▸ EXERCISE GOAL: In the text about Animesh Kujur's 2025 season, who is the coach named as central to his transformation?

GIVEN TEXT: Begin

However, the championships also exposed the limits of a volume-heavy competitive strategy. Kujur clocked 20.77 seconds in his 200m heat, finishing well outside the qualification spots. The gap of nearly half a second from his season-best 20.32 told a clear story: fatigue, illness and the cumulative toll of a long European season had dulled his edge by the time it mattered most.

Kujur himself acknowledged as much, admitting that the relentless schedule, while necessary for ranking qualification, stretched his physical reserves. The season thus offered a valuable lesson not just for the athlete, but for Indian athletics as a whole about the fine balance between chasing exposure and protecting peak performance. The success was real, but so was the cost  .

Yet even after competing at Diamond League meets and the World Championships, Kujur returned to the domestic and university circuit, anchoring KIIT University to a 4x100m meet record at the Khelo India University Games 2025. That decision reflected both humility and a grounding in institutional sport, reinforcing the importance of platforms like KIUG in sustaining elite pathways.

Central to Kujur’s transformation has been his work with coach Martin Owens, whose focus was not short-term speed but foundational athletic development. Addressing basic mobility, strength and start mechanics laid the groundwork for his dramatic time drops from 21.18 seconds in the 200m in 2022 to 20.32 in 2025.

The integrated training approach treats the 100m and 200m as complementary events, developing both explosive power and speed endurance, rather than specializing prematurely.

Looking ahead, the challenge for Kujur lies in refinement rather than reinvention. Bridging the gap between a 20.32 national record and the sub-20.10 times typically required for global semifinal contention will demand sharper peaking strategies, fewer but higher-quality competitions, and meticulous recovery management. Encouragingly, his unratified performances suggest that the physical capacity already exists.

Animesh Kujur’s 2025 season did more than rewrite record books it provided proof that with the right structures, Indian sprinting can operate on a global performance plane.

The next phase will determine whether this breakthrough becomes a sustained era.

GIVEN TEXT: End
DATA EXCERPTS: Begin

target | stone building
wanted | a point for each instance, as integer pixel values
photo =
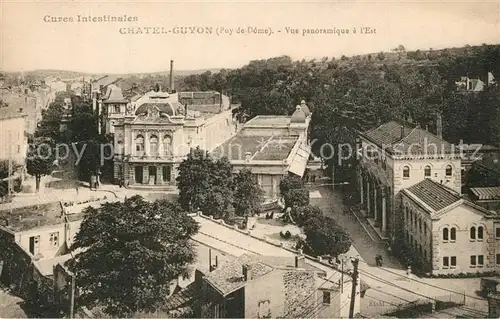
(447, 234)
(157, 131)
(271, 147)
(396, 156)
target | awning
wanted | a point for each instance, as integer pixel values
(299, 162)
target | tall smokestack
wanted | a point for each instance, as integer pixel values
(171, 75)
(439, 126)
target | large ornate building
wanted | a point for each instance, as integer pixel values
(153, 135)
(271, 147)
(396, 156)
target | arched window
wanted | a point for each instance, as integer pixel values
(445, 234)
(480, 231)
(473, 233)
(119, 147)
(453, 234)
(167, 145)
(427, 171)
(449, 171)
(139, 143)
(406, 172)
(153, 145)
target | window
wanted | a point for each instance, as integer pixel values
(446, 262)
(326, 297)
(480, 231)
(453, 234)
(54, 239)
(406, 172)
(139, 143)
(480, 261)
(167, 145)
(473, 261)
(445, 234)
(473, 233)
(427, 171)
(153, 145)
(453, 262)
(449, 171)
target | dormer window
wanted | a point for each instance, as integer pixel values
(406, 172)
(449, 171)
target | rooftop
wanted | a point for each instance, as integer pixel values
(486, 193)
(25, 218)
(408, 139)
(433, 194)
(261, 147)
(269, 120)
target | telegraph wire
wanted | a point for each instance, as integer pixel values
(424, 283)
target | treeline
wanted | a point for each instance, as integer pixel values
(362, 92)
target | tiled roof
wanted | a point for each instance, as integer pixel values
(434, 194)
(230, 277)
(170, 108)
(269, 120)
(388, 133)
(486, 193)
(413, 141)
(183, 298)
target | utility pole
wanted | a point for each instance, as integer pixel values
(9, 181)
(333, 176)
(355, 263)
(72, 300)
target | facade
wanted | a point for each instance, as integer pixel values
(44, 231)
(152, 138)
(396, 156)
(271, 147)
(447, 234)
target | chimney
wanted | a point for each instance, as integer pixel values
(247, 272)
(439, 126)
(248, 155)
(172, 76)
(300, 261)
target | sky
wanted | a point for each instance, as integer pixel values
(27, 42)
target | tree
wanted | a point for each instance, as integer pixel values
(381, 56)
(205, 183)
(293, 192)
(248, 195)
(302, 215)
(131, 251)
(40, 159)
(326, 237)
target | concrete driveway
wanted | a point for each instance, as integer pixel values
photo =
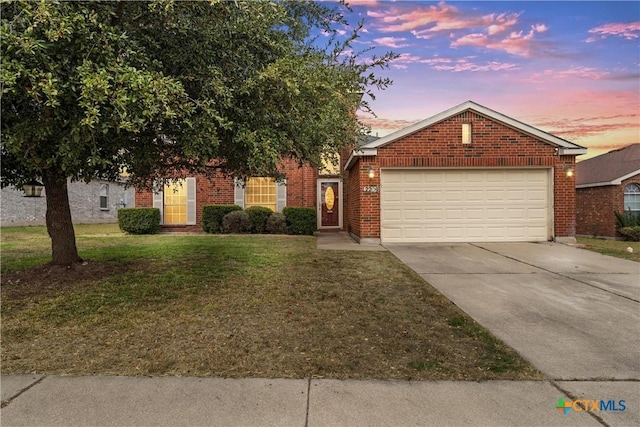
(574, 314)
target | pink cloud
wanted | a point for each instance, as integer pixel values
(424, 22)
(385, 124)
(393, 42)
(466, 64)
(516, 43)
(581, 72)
(629, 31)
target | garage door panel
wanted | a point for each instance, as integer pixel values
(465, 205)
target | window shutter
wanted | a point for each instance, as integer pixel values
(238, 193)
(281, 196)
(158, 196)
(191, 201)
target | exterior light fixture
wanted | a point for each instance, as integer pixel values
(568, 170)
(32, 189)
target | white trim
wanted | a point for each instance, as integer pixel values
(281, 196)
(319, 203)
(191, 209)
(572, 151)
(158, 198)
(549, 172)
(470, 105)
(238, 192)
(360, 152)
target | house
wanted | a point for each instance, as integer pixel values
(97, 201)
(606, 184)
(466, 174)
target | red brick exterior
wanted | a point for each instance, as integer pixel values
(301, 191)
(440, 146)
(595, 207)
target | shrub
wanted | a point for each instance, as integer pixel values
(630, 233)
(139, 220)
(276, 224)
(236, 222)
(301, 220)
(258, 216)
(212, 216)
(627, 219)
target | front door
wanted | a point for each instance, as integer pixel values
(330, 204)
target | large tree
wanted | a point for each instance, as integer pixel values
(94, 89)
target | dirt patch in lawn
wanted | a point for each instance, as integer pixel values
(50, 278)
(245, 307)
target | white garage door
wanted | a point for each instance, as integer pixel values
(482, 205)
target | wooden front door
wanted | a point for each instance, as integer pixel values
(330, 202)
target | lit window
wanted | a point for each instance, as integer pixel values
(104, 197)
(466, 133)
(175, 203)
(632, 199)
(330, 165)
(260, 192)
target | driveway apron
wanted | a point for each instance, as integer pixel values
(574, 314)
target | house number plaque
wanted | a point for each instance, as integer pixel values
(371, 189)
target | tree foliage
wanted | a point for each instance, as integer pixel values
(162, 88)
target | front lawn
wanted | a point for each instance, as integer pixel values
(616, 248)
(233, 306)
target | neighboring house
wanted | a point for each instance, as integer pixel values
(94, 202)
(466, 174)
(607, 184)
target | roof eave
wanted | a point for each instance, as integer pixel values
(361, 152)
(616, 181)
(574, 149)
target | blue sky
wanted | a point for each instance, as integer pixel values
(570, 68)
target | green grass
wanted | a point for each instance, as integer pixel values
(233, 306)
(616, 248)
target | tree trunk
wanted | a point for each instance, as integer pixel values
(59, 224)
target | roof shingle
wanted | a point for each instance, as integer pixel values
(609, 168)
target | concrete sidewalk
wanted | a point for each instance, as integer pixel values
(341, 241)
(142, 401)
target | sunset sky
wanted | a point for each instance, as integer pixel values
(569, 68)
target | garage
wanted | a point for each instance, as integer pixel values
(465, 205)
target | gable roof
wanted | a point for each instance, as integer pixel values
(609, 169)
(564, 147)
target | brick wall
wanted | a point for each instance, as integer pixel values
(595, 207)
(439, 146)
(301, 189)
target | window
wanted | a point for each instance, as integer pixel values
(466, 133)
(104, 197)
(330, 165)
(260, 192)
(175, 203)
(632, 199)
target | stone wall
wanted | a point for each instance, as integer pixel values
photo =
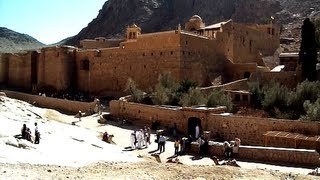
(249, 129)
(287, 78)
(19, 70)
(56, 67)
(269, 154)
(4, 66)
(53, 103)
(99, 43)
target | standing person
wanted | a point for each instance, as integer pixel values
(149, 135)
(176, 146)
(200, 143)
(36, 134)
(24, 131)
(80, 114)
(133, 140)
(162, 142)
(197, 131)
(227, 149)
(158, 140)
(174, 130)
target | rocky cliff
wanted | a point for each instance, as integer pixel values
(11, 41)
(157, 15)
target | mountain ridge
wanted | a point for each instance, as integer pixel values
(11, 41)
(160, 15)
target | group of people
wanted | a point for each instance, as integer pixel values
(27, 135)
(140, 138)
(231, 149)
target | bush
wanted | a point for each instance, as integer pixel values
(165, 90)
(160, 95)
(218, 98)
(275, 96)
(136, 93)
(312, 110)
(192, 98)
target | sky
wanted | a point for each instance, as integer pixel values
(49, 21)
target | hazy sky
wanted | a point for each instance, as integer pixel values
(49, 21)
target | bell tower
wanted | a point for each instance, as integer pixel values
(133, 32)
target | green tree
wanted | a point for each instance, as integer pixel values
(308, 51)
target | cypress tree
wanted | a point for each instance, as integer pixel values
(308, 51)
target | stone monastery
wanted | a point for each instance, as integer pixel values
(200, 53)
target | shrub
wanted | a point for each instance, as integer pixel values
(275, 96)
(192, 98)
(218, 98)
(160, 95)
(256, 94)
(312, 110)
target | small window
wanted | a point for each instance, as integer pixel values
(237, 97)
(98, 53)
(245, 97)
(246, 75)
(85, 65)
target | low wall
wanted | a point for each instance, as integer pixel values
(249, 129)
(269, 154)
(53, 103)
(235, 85)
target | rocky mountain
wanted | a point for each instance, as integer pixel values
(157, 15)
(11, 41)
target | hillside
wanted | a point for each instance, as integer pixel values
(11, 41)
(157, 15)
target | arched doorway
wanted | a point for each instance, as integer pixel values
(192, 123)
(246, 75)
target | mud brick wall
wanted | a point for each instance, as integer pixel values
(54, 103)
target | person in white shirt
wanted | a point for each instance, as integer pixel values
(197, 132)
(36, 134)
(162, 141)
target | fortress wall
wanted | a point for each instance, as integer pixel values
(248, 42)
(56, 67)
(94, 44)
(271, 155)
(19, 71)
(249, 129)
(287, 78)
(53, 103)
(113, 66)
(202, 59)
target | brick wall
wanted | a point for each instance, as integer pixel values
(268, 154)
(54, 103)
(249, 129)
(19, 71)
(4, 66)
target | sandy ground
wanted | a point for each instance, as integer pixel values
(147, 167)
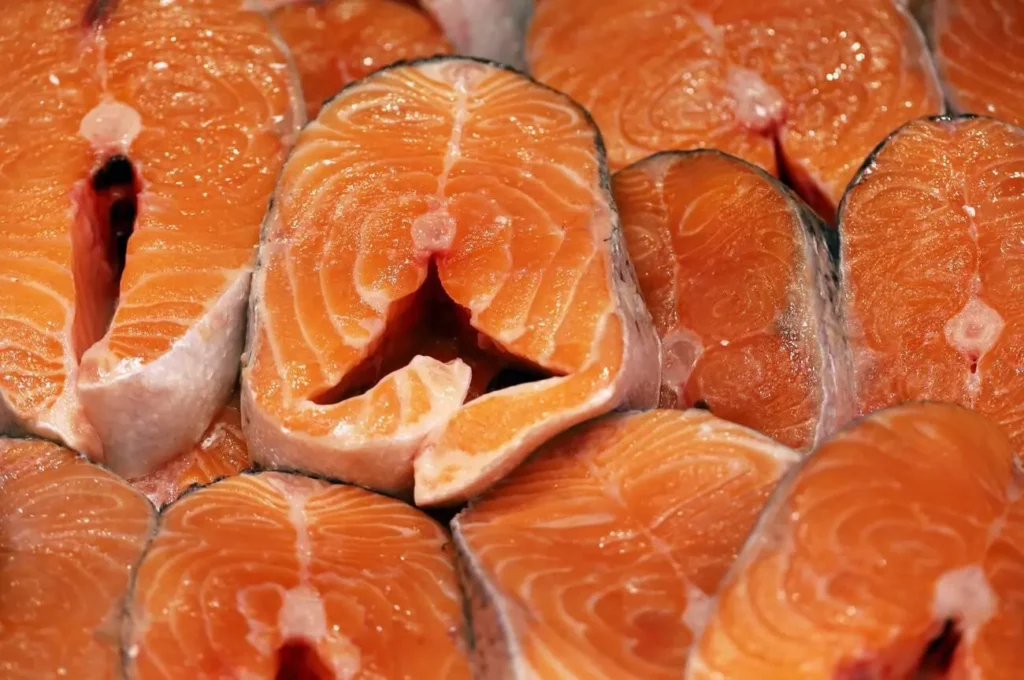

DATA EXCERPTS: End

▸ RESULT: Martin Owens